-- Image boundary annotation data --
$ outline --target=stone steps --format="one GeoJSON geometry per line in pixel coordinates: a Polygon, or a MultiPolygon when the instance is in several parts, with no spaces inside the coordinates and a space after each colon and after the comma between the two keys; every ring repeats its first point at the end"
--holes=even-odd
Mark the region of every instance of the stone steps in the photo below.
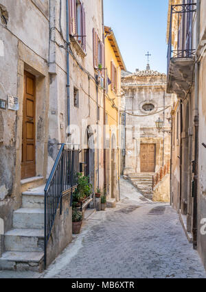
{"type": "Polygon", "coordinates": [[[0,269],[41,272],[43,258],[43,252],[7,251],[0,258],[0,269]]]}
{"type": "Polygon", "coordinates": [[[13,228],[43,229],[44,210],[21,208],[13,213],[13,228]]]}
{"type": "Polygon", "coordinates": [[[44,230],[42,229],[14,229],[5,233],[4,245],[6,250],[43,252],[44,230]]]}
{"type": "Polygon", "coordinates": [[[13,229],[4,235],[0,269],[43,270],[44,188],[22,193],[22,208],[13,212],[13,229]]]}
{"type": "Polygon", "coordinates": [[[153,194],[152,175],[153,173],[133,173],[128,175],[127,178],[142,195],[151,199],[153,194]]]}

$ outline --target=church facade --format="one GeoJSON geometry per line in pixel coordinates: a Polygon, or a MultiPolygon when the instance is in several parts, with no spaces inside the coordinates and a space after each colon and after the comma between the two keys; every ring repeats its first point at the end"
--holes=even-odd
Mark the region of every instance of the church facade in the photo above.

-- Exercise details --
Rewrite all of the items above, swapping every "stone steps" for "stone stairs" and changing nothing else. Leave the pictures out.

-- Response to the exercise --
$ outline --target=stone stairs --format="one GeoJSON geometry per line in pixel coordinates: a Polygon, or a MultiPolygon when the instance is in several parts, with no spaces inside the coordinates and a space after each colon and after the comma between the two keys; every ring repeats its first point at the end"
--holes=even-odd
Mark the region of every instance of the stone stairs in the photo below.
{"type": "Polygon", "coordinates": [[[0,269],[41,272],[43,258],[43,252],[7,251],[0,258],[0,269]]]}
{"type": "Polygon", "coordinates": [[[13,228],[43,229],[44,210],[21,208],[13,213],[13,228]]]}
{"type": "Polygon", "coordinates": [[[44,230],[42,229],[14,229],[5,233],[4,245],[6,250],[43,252],[44,230]]]}
{"type": "Polygon", "coordinates": [[[13,229],[4,235],[0,269],[43,270],[44,188],[22,193],[22,208],[13,212],[13,229]]]}
{"type": "Polygon", "coordinates": [[[153,194],[152,175],[153,173],[133,173],[128,175],[127,178],[142,195],[151,199],[153,194]]]}

$ outline --target=church facade --format="one GeoJSON geometry per line in pixel coordinates: a Polygon, or a MultiPolygon when the instance is in several parts, with no spaces inside the coordinates and a space after each colon and after the comma between the two keys; every ring repeats its first point at the end"
--holes=even-odd
Mark the region of every instance of the church facade in the photo above.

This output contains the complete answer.